* **EXTRACT TO READ**
....
IQALUIT - Politics, not science, is the theme of Nunavut's department of Environment's opposition to the proposed American listing of polar bears as a threatened species.

Submitted on April 6, the argument joins 500,000 pieces of correspondence received by the U.S. Fish and Wildlife Department on the proposed polar bear listing.

"Polar bears have become a political tool for environmental groups trying to force a change in U.S. climate change policy," said Environment Minister Patterk Nester.

Listing polar bears as threatened could be devastating to Nunavut's sport hunt economy, but a U.S. Fish and Wildlife spokesman said that American hunters may still be able to take home their trophy, even if the species is labelled threatened.

This may be the way out for the $1.5 million a year sport hunt industry.

"We have not determined that either," said Larry Bell, assistant regional director for external affairs for the U.S. Fish and Wildlife service on if a threatened listing means no imports.

"There are some differences between the Marine Mammal Act and the Endangered Species Act. We are getting a legal review."

Nunavut's submission to the Americans says that politics and poor science have been applied to the polar bear issue.

"We suggest that the proposed listing is more about the politics of climate change than it is about polar bears," appears in the first paragraph of the submission.

The document outlines which scientists are playing politics, and how they are going about it.
....
* **INFORMATION SUPPLIED**
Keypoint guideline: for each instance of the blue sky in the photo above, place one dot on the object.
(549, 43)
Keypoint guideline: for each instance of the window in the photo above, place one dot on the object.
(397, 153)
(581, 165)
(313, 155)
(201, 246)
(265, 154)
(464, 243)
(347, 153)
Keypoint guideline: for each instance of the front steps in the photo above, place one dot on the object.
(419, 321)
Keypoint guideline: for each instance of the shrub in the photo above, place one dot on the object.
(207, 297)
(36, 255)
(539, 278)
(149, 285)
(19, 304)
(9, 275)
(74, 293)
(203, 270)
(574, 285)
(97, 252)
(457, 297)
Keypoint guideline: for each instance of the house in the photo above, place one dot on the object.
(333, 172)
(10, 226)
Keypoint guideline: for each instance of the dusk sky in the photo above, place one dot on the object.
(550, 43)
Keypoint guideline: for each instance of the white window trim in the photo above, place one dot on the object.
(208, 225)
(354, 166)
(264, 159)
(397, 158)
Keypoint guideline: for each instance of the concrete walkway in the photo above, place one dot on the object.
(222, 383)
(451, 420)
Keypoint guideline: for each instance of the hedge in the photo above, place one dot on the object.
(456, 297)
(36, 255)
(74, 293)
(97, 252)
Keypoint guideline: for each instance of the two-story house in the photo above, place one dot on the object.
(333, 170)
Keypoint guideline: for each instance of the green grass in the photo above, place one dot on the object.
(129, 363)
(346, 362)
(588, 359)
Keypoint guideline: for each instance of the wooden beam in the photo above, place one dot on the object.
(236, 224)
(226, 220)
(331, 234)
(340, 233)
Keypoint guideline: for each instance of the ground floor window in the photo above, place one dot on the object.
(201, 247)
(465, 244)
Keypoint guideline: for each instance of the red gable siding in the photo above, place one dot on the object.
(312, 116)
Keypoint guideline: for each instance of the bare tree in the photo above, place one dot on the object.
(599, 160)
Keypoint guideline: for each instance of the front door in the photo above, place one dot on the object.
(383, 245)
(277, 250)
....
* **PROBLEM 1**
Give every passage in the polar bear listing article that is set in quotation marks.
* **PROBLEM 2**
Edit the polar bear listing article, starting at the words that have "IQALUIT - Politics, not" and stopping after "Minister Patterk Nester.", and swap "correspondence" for "letters".
The records come from a different source than the text.

* **WRITTEN ANSWER 1**
1. "Polar bears have become a political tool for environmental groups trying to force a change in U.S. climate change policy,"
2. "We have not determined that either,"
3. "There are some differences between the Marine Mammal Act and the Endangered Species Act. We are getting a legal review."
4. "We suggest that the proposed listing is more about the politics of climate change than it is about polar bears,"

* **WRITTEN ANSWER 2**
IQALUIT - Politics, not science, is the theme of Nunavut's department of Environment's opposition to the proposed American listing of polar bears as a threatened species.

Submitted on April 6, the argument joins 500,000 pieces of letters received by the U.S. Fish and Wildlife Department on the proposed polar bear listing.

"Polar bears have become a political tool for environmental groups trying to force a change in U.S. climate change policy," said Environment Minister Patterk Nester.